> [Problem requirements] Without pictures, repeat exactly the lines from the one containing "Could you please locate the paved" through the end of the entries.

(Exercise data begins)

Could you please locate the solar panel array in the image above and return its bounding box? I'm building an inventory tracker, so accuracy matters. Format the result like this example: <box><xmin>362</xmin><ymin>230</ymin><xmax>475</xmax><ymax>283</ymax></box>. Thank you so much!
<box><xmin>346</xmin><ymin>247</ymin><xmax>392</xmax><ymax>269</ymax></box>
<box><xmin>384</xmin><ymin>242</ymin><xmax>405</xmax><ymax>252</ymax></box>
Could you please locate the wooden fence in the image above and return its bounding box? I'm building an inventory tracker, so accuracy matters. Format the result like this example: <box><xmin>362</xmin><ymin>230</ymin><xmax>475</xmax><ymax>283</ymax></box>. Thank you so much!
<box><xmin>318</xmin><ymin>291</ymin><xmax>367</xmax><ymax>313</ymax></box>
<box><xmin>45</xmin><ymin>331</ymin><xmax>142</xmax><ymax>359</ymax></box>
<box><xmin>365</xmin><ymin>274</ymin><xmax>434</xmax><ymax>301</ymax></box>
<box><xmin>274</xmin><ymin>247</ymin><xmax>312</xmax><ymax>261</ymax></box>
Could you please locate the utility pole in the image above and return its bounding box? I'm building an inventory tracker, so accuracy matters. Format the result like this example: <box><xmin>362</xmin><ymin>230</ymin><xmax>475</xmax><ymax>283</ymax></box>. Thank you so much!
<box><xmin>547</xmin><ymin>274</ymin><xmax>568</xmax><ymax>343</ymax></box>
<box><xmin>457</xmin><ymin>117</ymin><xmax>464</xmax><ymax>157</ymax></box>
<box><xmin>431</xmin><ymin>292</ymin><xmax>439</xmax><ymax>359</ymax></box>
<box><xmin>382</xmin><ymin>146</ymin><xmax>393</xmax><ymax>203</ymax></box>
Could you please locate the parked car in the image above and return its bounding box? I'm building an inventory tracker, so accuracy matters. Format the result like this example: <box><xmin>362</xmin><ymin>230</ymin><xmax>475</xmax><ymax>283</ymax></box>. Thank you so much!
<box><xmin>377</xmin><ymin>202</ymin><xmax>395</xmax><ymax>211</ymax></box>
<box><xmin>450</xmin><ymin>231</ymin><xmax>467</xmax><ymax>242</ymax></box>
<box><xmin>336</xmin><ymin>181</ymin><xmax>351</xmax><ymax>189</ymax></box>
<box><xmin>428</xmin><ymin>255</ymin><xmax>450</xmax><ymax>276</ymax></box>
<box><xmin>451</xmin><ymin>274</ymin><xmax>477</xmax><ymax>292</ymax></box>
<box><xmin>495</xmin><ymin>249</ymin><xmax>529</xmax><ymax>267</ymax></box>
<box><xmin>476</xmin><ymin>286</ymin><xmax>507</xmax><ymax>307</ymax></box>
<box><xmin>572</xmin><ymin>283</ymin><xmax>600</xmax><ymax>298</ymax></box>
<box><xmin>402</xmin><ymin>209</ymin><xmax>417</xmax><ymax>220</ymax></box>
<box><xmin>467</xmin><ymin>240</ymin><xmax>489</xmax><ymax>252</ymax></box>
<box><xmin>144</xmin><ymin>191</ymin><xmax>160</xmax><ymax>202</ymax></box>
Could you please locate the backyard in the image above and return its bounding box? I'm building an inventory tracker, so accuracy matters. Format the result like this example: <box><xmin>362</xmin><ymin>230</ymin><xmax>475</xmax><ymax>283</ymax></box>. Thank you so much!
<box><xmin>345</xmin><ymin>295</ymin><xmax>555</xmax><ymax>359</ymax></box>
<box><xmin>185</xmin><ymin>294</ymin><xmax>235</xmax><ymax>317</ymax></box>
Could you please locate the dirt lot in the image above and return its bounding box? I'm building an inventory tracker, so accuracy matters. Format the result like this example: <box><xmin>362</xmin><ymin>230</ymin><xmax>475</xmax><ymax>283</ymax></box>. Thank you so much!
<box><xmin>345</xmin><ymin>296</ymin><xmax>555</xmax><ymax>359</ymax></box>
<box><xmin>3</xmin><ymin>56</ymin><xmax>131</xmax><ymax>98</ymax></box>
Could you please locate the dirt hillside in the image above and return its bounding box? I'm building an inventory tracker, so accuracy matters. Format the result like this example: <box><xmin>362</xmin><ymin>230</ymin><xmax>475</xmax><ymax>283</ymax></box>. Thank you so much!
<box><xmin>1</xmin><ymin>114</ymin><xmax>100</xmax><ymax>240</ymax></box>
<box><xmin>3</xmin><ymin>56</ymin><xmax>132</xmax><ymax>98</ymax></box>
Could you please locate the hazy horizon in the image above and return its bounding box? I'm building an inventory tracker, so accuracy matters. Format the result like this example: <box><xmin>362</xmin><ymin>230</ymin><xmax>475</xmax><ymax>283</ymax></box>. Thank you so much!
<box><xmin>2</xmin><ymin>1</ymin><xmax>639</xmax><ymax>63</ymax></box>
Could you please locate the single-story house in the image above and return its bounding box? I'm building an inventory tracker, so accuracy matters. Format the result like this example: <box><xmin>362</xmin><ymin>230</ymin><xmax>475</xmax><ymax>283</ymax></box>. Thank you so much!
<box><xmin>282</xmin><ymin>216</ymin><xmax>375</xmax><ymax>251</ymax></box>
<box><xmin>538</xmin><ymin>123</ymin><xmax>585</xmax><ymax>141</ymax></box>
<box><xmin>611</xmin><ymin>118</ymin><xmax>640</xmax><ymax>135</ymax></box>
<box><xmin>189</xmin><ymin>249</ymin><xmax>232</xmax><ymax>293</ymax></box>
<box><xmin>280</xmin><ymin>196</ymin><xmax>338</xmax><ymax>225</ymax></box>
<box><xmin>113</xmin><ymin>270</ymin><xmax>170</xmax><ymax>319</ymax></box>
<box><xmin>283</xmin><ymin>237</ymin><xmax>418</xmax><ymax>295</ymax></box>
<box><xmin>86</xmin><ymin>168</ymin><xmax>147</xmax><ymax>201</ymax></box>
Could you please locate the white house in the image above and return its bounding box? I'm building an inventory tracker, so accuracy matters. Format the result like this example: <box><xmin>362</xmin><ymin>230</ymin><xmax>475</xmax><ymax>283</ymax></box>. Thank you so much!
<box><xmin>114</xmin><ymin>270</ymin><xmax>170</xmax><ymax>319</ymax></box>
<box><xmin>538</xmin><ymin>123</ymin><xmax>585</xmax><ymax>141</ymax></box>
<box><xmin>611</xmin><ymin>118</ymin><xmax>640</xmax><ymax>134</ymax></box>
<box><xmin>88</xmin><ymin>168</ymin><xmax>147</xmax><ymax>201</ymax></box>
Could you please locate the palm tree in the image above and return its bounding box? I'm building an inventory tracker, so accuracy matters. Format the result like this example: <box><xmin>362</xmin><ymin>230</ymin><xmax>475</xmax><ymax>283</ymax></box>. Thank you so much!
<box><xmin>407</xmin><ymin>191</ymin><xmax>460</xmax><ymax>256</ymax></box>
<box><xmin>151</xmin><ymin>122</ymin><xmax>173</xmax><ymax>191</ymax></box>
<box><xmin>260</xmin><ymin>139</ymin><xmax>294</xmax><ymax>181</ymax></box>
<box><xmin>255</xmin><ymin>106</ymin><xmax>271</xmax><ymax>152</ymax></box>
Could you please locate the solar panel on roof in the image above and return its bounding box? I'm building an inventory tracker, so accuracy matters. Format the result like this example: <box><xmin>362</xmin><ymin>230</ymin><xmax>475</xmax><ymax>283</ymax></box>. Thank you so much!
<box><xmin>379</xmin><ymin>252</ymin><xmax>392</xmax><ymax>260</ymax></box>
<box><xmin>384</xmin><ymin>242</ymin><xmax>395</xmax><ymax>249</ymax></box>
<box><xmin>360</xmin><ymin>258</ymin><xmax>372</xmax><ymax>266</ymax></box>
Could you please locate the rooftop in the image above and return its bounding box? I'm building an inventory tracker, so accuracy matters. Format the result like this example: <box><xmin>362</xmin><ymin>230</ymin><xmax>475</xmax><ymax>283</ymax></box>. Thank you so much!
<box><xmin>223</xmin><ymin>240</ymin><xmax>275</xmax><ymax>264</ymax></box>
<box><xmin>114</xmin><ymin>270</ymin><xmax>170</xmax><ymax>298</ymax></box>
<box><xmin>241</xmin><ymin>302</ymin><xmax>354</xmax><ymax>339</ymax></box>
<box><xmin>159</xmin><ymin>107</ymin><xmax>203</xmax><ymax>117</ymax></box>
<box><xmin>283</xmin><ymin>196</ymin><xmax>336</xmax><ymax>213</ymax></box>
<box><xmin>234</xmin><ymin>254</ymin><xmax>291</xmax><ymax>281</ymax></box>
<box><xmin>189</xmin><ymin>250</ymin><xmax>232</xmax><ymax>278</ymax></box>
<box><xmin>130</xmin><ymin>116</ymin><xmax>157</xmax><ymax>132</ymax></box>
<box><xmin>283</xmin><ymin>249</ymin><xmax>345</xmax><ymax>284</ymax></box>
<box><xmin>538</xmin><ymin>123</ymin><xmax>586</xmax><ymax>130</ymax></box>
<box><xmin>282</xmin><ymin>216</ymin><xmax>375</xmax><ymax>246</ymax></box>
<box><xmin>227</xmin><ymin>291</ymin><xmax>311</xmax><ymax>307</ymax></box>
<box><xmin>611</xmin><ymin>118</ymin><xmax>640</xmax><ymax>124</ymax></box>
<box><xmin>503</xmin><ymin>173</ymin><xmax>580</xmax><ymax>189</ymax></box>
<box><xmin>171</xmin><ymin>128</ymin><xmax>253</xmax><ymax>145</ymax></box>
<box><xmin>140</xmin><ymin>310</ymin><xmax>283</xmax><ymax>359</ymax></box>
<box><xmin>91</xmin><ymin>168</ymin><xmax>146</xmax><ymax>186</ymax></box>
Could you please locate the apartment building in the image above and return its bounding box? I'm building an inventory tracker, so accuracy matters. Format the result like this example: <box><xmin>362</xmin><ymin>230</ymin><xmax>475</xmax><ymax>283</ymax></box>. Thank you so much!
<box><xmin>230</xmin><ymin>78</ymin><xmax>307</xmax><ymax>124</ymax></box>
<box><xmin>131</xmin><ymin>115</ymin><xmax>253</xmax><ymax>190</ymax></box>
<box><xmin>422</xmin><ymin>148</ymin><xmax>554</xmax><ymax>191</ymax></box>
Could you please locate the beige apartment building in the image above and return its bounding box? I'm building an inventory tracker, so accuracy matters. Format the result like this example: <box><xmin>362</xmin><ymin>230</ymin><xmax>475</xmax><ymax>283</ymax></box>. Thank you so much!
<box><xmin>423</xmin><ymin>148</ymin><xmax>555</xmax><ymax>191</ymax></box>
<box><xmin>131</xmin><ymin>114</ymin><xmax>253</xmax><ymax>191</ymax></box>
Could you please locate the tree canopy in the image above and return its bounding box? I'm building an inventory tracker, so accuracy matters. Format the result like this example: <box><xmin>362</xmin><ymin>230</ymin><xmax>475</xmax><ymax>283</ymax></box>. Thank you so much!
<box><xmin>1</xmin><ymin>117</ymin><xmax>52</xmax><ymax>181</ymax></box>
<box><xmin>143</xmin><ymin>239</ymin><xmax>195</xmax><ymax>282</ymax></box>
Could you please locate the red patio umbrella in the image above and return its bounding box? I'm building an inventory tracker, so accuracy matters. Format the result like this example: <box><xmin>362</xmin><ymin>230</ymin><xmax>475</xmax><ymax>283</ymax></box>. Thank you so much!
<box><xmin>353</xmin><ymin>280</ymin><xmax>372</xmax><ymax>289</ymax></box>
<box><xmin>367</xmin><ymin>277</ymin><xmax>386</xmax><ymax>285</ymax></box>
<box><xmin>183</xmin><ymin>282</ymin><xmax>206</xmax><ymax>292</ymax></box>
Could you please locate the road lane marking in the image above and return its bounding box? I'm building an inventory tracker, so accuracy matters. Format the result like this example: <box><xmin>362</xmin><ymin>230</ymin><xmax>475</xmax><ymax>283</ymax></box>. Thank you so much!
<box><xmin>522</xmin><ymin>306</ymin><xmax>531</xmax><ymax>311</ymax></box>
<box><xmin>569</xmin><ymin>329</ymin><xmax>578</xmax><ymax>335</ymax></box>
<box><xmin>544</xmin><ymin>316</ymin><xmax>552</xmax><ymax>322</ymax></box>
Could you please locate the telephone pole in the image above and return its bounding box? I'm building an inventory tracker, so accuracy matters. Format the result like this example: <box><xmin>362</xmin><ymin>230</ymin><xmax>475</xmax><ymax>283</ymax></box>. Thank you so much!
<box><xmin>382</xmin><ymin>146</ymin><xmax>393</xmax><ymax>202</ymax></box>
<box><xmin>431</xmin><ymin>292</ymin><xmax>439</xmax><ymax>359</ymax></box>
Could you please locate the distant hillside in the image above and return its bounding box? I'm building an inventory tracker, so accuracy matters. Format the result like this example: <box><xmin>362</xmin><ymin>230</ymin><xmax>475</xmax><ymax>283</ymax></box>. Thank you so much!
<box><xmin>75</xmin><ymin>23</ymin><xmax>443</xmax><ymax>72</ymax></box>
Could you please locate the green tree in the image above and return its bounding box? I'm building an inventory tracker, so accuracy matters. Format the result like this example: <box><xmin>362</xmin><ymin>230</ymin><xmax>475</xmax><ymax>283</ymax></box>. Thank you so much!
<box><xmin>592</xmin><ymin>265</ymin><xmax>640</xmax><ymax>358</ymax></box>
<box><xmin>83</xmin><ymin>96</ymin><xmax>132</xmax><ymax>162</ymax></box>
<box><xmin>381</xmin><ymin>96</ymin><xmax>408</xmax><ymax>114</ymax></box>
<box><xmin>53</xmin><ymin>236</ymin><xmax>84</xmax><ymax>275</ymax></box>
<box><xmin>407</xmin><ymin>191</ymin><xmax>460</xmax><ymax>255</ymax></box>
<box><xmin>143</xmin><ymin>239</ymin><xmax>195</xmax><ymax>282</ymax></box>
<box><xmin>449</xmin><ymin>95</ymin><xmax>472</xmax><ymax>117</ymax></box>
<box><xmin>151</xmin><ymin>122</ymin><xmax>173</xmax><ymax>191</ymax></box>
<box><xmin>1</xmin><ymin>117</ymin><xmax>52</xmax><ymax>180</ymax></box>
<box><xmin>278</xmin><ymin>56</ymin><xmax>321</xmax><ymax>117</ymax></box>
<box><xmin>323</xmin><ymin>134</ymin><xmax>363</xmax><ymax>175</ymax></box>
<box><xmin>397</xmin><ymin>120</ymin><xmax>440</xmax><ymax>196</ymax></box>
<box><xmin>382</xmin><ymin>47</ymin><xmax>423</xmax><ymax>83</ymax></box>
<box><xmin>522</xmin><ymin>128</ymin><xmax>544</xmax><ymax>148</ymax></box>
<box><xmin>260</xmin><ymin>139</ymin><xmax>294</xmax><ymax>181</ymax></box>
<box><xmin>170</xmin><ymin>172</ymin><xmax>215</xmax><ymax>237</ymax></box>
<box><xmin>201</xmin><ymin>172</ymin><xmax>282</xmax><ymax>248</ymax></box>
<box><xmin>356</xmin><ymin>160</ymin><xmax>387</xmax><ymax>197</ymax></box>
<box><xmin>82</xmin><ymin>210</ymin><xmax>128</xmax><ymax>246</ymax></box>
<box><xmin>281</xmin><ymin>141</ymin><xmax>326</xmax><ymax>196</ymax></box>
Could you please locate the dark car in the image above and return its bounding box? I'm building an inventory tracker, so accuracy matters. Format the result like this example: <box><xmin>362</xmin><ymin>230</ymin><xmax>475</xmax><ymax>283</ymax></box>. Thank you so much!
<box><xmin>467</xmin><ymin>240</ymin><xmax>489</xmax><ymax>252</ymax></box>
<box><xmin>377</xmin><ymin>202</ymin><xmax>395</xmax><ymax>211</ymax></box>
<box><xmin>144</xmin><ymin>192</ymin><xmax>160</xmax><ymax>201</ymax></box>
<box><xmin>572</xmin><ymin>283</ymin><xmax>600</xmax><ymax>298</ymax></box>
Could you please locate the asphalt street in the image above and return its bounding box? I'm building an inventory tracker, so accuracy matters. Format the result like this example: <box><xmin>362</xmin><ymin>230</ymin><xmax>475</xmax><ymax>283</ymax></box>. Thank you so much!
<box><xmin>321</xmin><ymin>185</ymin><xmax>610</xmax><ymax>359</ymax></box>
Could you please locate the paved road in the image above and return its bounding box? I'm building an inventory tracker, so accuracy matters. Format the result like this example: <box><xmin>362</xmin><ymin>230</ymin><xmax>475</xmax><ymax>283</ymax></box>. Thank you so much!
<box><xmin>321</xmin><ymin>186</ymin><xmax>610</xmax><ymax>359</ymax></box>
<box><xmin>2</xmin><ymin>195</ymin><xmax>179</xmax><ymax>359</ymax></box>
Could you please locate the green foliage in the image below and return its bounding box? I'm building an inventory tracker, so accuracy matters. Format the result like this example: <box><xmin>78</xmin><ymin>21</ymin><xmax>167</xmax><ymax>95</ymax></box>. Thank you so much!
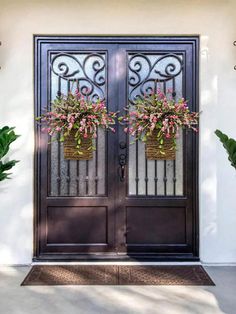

(Exercise data ends)

> [Result below]
Could you please locate the paved road in the image above and return its bounding box? I'm building an inventory tracker, so accuracy matters. Format the result like this example: <box><xmin>362</xmin><ymin>230</ymin><xmax>475</xmax><ymax>283</ymax></box>. Thank you so much!
<box><xmin>321</xmin><ymin>186</ymin><xmax>610</xmax><ymax>359</ymax></box>
<box><xmin>2</xmin><ymin>195</ymin><xmax>179</xmax><ymax>359</ymax></box>
Could you please locate the green foliage in the image below and return its bounding box? I'm building an inventory tracker, so accuracy matters. Format the result like this example: <box><xmin>78</xmin><ymin>21</ymin><xmax>167</xmax><ymax>95</ymax></box>. Thank you so much!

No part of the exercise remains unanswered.